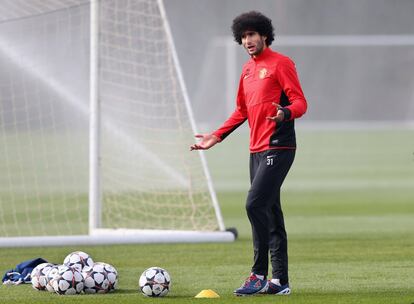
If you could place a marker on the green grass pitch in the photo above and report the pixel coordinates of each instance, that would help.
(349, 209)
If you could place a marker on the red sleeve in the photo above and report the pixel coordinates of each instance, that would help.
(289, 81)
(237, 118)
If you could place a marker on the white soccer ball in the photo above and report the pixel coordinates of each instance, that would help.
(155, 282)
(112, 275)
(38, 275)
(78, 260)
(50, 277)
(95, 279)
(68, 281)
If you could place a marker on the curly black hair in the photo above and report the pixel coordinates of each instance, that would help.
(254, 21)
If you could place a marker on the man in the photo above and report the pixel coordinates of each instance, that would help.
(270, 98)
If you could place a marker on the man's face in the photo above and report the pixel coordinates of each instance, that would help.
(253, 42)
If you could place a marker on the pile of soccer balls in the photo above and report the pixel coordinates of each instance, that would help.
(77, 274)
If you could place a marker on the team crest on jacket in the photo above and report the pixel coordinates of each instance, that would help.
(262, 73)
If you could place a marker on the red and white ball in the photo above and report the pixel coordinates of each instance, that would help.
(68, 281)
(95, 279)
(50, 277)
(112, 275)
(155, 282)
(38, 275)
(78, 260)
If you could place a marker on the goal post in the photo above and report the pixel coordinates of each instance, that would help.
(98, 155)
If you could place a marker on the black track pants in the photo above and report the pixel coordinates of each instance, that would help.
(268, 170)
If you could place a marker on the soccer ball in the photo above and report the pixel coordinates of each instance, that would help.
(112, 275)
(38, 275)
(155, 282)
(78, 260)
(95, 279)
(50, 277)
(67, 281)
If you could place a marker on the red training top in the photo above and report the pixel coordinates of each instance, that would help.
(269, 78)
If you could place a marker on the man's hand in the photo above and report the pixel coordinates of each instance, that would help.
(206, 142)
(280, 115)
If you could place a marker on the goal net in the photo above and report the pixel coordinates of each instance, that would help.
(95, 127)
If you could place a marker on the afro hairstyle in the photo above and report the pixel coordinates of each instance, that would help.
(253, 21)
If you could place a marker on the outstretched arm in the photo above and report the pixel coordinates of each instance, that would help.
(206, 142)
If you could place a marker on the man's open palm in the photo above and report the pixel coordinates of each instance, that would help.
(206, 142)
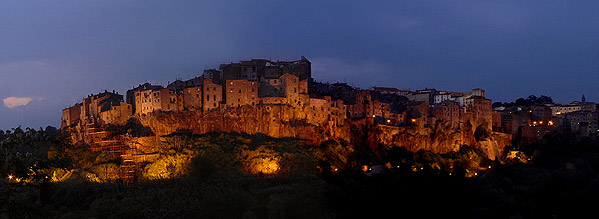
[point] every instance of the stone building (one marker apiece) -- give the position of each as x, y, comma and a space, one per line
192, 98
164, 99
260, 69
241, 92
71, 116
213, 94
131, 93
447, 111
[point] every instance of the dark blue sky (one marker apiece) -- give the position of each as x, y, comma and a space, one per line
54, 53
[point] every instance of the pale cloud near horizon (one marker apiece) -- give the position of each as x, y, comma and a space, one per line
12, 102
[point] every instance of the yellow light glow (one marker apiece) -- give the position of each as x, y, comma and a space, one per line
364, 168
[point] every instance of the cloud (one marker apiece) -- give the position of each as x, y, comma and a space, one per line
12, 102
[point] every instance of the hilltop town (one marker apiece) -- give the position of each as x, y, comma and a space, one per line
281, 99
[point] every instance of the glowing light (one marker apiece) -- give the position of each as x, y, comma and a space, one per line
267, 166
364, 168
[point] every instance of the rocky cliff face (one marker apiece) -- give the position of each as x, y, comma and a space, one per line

Work order:
Repeat word for word each line from the one with "[point] every instance of the stone" to the end of the records above, inclusive.

Output for this exercise:
[point] every instance of the stone building (one marker apiece) -- give the position of each as x, y, comma and a space, one per line
192, 98
164, 99
260, 69
241, 92
71, 116
213, 94
131, 93
447, 111
[point] every instance of the dark blue sky (one marker apiece) -- give the position of each as x, y, comma and a space, one per line
54, 53
[point] every instance of the pale cloud near horizon (one marker apiece) -- give the position of each as x, y, comma and a space, one per line
12, 102
[point] every instance of the yellow light glow (one marker apiece) -- give the position of each as x, y, comma and a space, one per line
364, 168
[point] every instance of the cloud (one marker apiece) -- give the position of each as x, y, comma and a space, one per line
12, 102
[point] every instance of the hilltop town (one marker apiece) -- give the position of each as x, y, comma and a space, one per line
281, 99
[point] every instance of the glowing light (one marker apiece) -- give the position of each as x, y, comma and a space, one per line
267, 166
364, 168
[point] every instance of the rocky cliff face (one marker apiece) -- give the position of each as x, y, comma and a space, one per line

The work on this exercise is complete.